> _Exercise description_
Although the entries contain pictures, your copy should hold only their exact text.

> _Items from a data source_
※

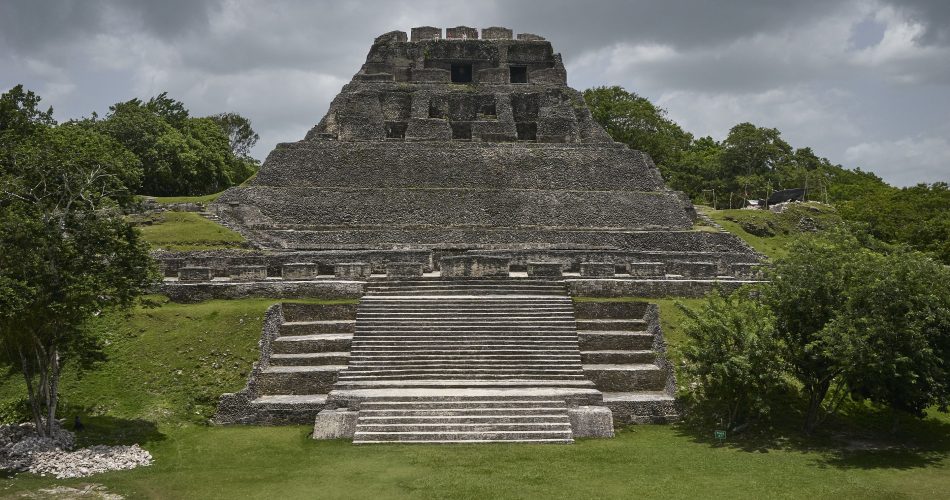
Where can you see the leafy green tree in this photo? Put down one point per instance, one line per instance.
(20, 114)
(898, 307)
(732, 362)
(806, 292)
(180, 155)
(638, 123)
(66, 254)
(240, 134)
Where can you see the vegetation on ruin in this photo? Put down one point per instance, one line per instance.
(771, 233)
(181, 231)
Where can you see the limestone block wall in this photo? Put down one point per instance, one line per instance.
(458, 165)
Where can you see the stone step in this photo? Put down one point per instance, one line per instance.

※

> _Solution to the exercise_
Where can you see the leafy green tree in this photo? Put down one point per instance, one line per instance.
(20, 114)
(898, 307)
(732, 362)
(806, 292)
(180, 155)
(638, 123)
(66, 254)
(240, 134)
Where can you see the vegetation on ruin in this photo? Put down one point per instance, one line per instance.
(771, 233)
(181, 231)
Where can you see the limestone block wall in this photo? Put down one point per instance, one line per instance.
(458, 165)
Where can you see the stone step in this photo? Put down one point per instance, one line per instance.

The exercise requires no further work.